- [DOCUMENT TEXT]
Obviously Array.mapi was the fastest overall. However it wasn't as much faster than Array.zip as I would have imagined, and I suspect that I'm doing something wrong with Array.Parallel.mapi. Also interesting is that while the super-fast performance of the enumerate_by_for_seq method dissipates somewhat when fully evaluated, it is still faster than the equivalent enumerate_by_for_list version.

Pandigitals

"Pandigital" numbers feature relatively frequently in Project Euler. An n-digit pandigital number will contain all digits from 0..or 1..(n-1) once in some order. For example 41523 is a 1-5 pandigital, and 43210 is 0-4 pandigital. These numbers are mentioned in 32, 38, 41, 104, 118, 170 (and perhaps more) so a relatively efficient way to recognise them is pretty useful to have at hand. 

Again there's a few ways we can do this - in each case I can think of we start with taking the string representation of the input number and splitting it up using ToCharArray() and with this we can do a number of different things.

pandigital_strcmp - sort array, map each element to string, sort, create string + compare to "123..n"

let pandigital_strcmp (n:int) = 
    let sorted = new string (string(n).ToCharArray() |> Array.sort)
    sorted = pandigitalString

pandigital_intcmp - sort array, map each element to string, sort, create string, cast to int + compare to 123..n

let pandigital_intcmp (n:int) = 
    let sorted = new string (string(n).ToCharArray() |> Array.sort)
    int(sorted) = pandigitalInt

pandigital_arrcmp - sort array, string, cast to int + compare to existing array [| '1'; '2'; .. n |]

let pandigital_arrcmp (n:int) = 
    pandigitalArray = (string(n).ToCharArray() |> Array.sort)

pandigital_set_difference - convert to Set and compute difference from precalc'd set, pandigital if empty

let pandigital_set_difference (n:int) = 
    string(n).ToCharArray()
    |> Set.ofArray
    |> Set.difference pandigitalSet
    |> Set.isEmpty

pandigital_array_contains - for each element in precalculated pandigital array, check it's present in array and use List.fold to ensure all true

let pandigital_array_contains (n:int) = 
    let a = string(n).ToCharArray()
    pandigitalArray 
    |> Array.map (fun c -> Array.contains c a) 
    |> Array.fold (fun e acc -> e && acc) true

So I tested these against using the code to measure how quickly each method was in applying 

// where panDigitalInt is the upper limit ("n" in the table)
let testNumbers = [ 0 .. pandigitalInt ]
let bench name f =
    let sw = Stopwatch.StartNew()
    let res = testNumbers |> List.filter f |> List.length
    sw.Stop()

- [EXERCISE REQUIREMENTS]
a – Quote the pandigital numbers text from the words containing "pandigital_array_contains - for" through the words "a = string(n).ToCharArray()".
b – Which Project Euler problem numbers does the pandigital numbers text say mention pandigital numbers?
The records stand apart from the pandigital numbers text and are separate material.

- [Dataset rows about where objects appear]

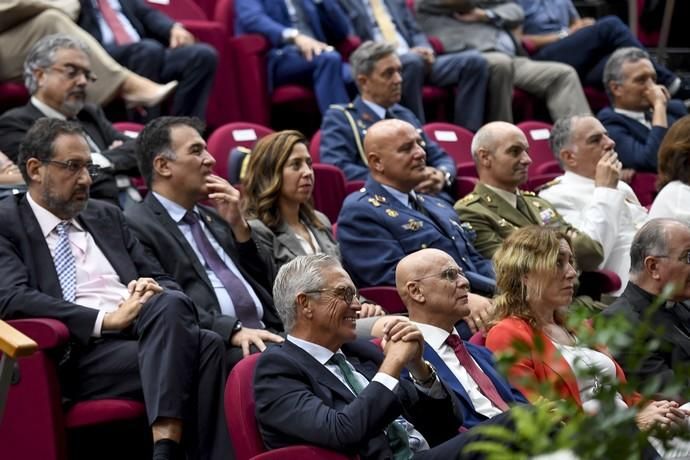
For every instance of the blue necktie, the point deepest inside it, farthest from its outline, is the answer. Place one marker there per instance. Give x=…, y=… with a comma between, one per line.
x=65, y=265
x=245, y=309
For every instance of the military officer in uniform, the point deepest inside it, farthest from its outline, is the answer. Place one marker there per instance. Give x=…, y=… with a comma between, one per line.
x=377, y=70
x=590, y=194
x=496, y=206
x=387, y=219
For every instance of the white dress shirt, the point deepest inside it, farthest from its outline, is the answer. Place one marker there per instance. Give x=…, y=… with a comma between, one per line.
x=176, y=213
x=98, y=284
x=607, y=215
x=436, y=338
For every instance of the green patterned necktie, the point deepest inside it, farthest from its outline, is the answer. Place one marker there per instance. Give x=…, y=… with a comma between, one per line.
x=396, y=434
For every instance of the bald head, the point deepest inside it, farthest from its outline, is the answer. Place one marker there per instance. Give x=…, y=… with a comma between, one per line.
x=425, y=283
x=395, y=155
x=501, y=154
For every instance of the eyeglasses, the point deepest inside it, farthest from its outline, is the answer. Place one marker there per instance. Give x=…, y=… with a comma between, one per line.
x=685, y=258
x=450, y=274
x=348, y=294
x=72, y=72
x=75, y=166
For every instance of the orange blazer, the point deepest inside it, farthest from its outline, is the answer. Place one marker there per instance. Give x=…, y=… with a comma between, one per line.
x=541, y=363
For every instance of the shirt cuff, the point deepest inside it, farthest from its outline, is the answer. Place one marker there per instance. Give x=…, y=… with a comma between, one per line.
x=386, y=380
x=98, y=325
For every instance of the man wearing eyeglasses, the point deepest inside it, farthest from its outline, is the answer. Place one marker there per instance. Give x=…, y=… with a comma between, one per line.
x=57, y=72
x=434, y=290
x=659, y=269
x=134, y=333
x=322, y=387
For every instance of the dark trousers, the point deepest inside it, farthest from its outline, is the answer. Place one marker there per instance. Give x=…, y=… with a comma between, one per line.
x=193, y=66
x=168, y=362
x=588, y=49
x=325, y=73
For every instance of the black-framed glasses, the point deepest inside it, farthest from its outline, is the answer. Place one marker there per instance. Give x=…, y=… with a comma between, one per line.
x=685, y=258
x=72, y=72
x=75, y=166
x=347, y=294
x=450, y=274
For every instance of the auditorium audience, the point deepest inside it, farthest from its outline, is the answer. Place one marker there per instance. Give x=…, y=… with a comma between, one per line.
x=434, y=290
x=209, y=251
x=300, y=35
x=590, y=194
x=377, y=70
x=487, y=26
x=322, y=387
x=535, y=277
x=466, y=72
x=386, y=220
x=24, y=22
x=641, y=111
x=151, y=44
x=658, y=267
x=673, y=181
x=57, y=73
x=134, y=334
x=496, y=206
x=556, y=31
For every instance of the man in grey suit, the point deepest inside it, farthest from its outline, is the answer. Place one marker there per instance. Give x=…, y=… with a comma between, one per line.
x=487, y=25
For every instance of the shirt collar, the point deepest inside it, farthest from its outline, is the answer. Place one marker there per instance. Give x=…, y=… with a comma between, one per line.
x=47, y=110
x=174, y=210
x=319, y=353
x=46, y=219
x=433, y=335
x=377, y=109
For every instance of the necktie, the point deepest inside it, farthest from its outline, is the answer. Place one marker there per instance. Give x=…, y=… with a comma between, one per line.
x=241, y=300
x=120, y=34
x=384, y=22
x=65, y=265
x=485, y=384
x=396, y=434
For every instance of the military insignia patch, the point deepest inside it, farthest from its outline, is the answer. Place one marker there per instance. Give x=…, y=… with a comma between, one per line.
x=413, y=225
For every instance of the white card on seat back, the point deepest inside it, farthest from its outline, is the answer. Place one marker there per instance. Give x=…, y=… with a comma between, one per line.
x=241, y=135
x=446, y=136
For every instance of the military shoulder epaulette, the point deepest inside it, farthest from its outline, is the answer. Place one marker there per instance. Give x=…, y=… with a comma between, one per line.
x=468, y=199
x=550, y=183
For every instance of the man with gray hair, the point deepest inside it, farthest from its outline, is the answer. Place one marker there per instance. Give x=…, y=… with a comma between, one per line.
x=641, y=110
x=322, y=387
x=57, y=72
x=590, y=194
x=377, y=71
x=496, y=206
x=660, y=266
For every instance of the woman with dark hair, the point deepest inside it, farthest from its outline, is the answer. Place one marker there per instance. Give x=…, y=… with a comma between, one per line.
x=673, y=181
x=535, y=279
x=277, y=190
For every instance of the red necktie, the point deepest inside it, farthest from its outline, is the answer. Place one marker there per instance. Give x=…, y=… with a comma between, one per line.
x=485, y=384
x=122, y=37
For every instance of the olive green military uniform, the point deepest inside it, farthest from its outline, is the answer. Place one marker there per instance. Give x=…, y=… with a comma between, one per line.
x=492, y=218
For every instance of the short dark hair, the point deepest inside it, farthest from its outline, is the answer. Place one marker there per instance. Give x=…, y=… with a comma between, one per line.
x=154, y=140
x=39, y=140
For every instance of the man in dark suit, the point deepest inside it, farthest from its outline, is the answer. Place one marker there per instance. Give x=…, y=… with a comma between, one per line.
x=57, y=73
x=659, y=266
x=320, y=387
x=641, y=110
x=134, y=334
x=377, y=69
x=151, y=44
x=464, y=71
x=434, y=290
x=178, y=170
x=301, y=33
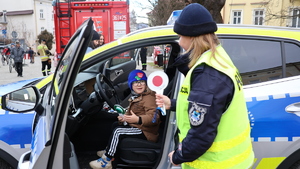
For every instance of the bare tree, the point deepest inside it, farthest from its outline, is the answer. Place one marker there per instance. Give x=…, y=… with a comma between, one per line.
x=287, y=13
x=162, y=9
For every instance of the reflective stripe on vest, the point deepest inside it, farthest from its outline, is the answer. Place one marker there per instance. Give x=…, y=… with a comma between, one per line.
x=232, y=146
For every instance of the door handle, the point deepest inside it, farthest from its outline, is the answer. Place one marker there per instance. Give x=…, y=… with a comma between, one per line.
x=293, y=108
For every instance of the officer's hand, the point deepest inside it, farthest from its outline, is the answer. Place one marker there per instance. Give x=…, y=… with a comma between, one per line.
x=121, y=118
x=163, y=100
x=171, y=156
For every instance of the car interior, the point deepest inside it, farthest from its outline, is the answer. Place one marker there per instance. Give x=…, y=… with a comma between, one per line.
x=92, y=119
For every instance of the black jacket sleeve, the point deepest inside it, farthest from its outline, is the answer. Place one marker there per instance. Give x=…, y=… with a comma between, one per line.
x=211, y=92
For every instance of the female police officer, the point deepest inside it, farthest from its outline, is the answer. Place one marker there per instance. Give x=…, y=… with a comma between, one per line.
x=211, y=111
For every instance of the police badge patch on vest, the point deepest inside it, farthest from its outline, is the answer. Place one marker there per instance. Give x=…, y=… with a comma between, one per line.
x=196, y=114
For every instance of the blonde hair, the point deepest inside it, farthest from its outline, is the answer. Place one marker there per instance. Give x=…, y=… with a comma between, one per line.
x=201, y=44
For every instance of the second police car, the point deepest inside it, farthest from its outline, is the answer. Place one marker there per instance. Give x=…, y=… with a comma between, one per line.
x=73, y=114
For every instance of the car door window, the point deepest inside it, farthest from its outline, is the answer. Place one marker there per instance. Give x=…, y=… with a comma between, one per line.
x=257, y=60
x=292, y=53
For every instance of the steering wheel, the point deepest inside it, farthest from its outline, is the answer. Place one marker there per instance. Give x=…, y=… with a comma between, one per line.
x=106, y=90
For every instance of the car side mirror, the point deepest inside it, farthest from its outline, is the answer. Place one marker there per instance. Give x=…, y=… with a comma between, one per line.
x=21, y=100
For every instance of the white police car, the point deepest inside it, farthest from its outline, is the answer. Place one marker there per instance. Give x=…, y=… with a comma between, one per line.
x=73, y=120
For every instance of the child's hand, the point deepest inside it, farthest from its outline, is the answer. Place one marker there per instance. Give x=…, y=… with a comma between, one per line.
x=131, y=118
x=121, y=118
x=163, y=100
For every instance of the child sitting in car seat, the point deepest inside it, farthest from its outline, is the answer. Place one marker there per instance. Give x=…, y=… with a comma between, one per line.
x=141, y=118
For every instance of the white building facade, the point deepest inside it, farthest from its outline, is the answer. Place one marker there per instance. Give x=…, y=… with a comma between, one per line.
x=24, y=20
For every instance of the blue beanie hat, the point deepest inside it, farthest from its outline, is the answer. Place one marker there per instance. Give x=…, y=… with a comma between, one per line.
x=96, y=36
x=195, y=20
x=136, y=75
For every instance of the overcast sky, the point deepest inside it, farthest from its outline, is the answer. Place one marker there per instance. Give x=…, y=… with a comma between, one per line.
x=138, y=10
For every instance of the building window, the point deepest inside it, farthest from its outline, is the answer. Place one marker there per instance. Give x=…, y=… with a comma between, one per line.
x=296, y=18
x=237, y=17
x=41, y=14
x=258, y=17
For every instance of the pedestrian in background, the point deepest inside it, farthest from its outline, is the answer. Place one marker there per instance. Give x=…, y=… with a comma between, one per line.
x=44, y=52
x=143, y=55
x=211, y=112
x=94, y=42
x=101, y=40
x=17, y=53
x=30, y=53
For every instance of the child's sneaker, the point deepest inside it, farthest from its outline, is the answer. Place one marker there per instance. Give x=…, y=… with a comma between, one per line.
x=100, y=153
x=103, y=162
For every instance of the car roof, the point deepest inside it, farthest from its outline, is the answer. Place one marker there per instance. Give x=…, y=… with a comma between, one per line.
x=223, y=29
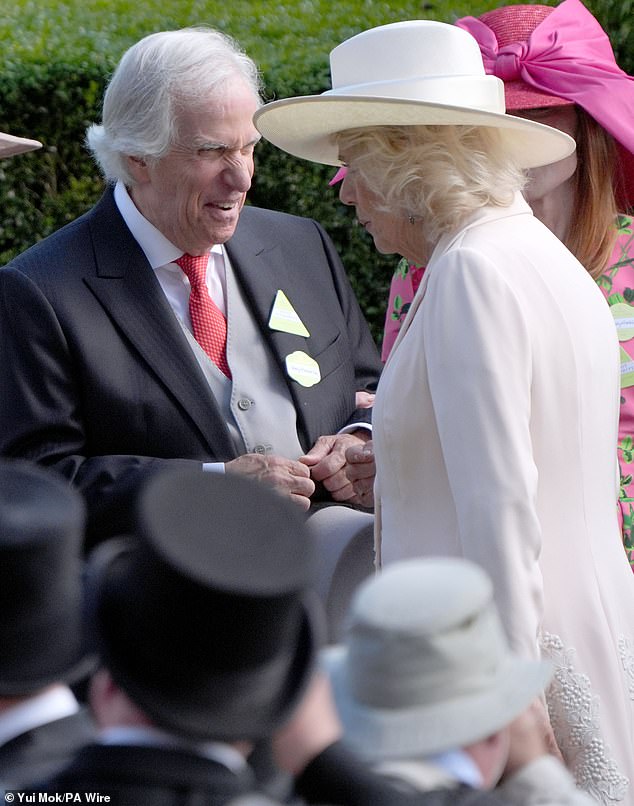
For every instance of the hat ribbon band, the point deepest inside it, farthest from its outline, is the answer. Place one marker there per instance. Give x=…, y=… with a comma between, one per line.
x=567, y=55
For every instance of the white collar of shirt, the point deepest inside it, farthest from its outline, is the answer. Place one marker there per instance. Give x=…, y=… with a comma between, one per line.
x=54, y=703
x=149, y=736
x=161, y=254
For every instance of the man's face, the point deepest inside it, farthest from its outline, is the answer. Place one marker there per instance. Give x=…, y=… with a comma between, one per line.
x=194, y=194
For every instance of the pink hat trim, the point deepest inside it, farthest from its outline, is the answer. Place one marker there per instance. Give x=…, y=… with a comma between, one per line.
x=567, y=55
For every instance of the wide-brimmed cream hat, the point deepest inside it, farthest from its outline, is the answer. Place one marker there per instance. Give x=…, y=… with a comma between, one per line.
x=11, y=145
x=417, y=72
x=425, y=666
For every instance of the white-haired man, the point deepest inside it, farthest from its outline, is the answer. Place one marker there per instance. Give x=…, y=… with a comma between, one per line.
x=172, y=324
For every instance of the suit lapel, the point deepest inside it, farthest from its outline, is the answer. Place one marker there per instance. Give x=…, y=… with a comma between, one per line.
x=129, y=291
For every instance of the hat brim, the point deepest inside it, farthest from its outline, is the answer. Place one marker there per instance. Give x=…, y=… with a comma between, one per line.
x=202, y=703
x=305, y=126
x=389, y=733
x=10, y=145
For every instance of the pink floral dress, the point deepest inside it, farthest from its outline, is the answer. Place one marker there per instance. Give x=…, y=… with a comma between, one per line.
x=617, y=284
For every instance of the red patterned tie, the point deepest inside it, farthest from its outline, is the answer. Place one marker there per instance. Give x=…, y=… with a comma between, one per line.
x=210, y=326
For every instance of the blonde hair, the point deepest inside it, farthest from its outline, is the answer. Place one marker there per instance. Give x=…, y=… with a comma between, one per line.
x=592, y=233
x=440, y=174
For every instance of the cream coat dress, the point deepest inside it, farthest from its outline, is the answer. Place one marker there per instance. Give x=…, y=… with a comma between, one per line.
x=495, y=426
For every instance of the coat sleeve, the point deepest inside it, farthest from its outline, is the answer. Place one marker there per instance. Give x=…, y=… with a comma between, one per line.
x=41, y=417
x=478, y=353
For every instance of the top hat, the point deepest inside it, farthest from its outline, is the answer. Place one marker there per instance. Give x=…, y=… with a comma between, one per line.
x=556, y=57
x=417, y=72
x=11, y=145
x=203, y=617
x=41, y=535
x=426, y=667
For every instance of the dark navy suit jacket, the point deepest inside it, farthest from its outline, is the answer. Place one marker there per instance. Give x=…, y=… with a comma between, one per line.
x=96, y=376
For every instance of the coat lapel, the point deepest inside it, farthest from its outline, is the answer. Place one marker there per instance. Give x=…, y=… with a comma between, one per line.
x=129, y=291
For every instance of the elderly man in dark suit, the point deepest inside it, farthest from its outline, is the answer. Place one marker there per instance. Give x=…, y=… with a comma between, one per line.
x=171, y=325
x=41, y=533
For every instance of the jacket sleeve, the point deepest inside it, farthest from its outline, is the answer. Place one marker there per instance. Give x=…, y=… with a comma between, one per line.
x=479, y=362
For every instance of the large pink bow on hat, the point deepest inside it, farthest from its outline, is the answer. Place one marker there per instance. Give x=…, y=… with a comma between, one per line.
x=568, y=55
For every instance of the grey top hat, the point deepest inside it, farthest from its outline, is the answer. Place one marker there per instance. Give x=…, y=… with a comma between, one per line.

- [SOLUTIONS]
a –
pandigital_array_contains - for each element in precalculated pandigital array, check it's present in array and use List.fold to ensure all true

let pandigital_array_contains (n:int) = 
    let a = string(n).ToCharArray()

b – 32, 38, 41, 104, 118, 170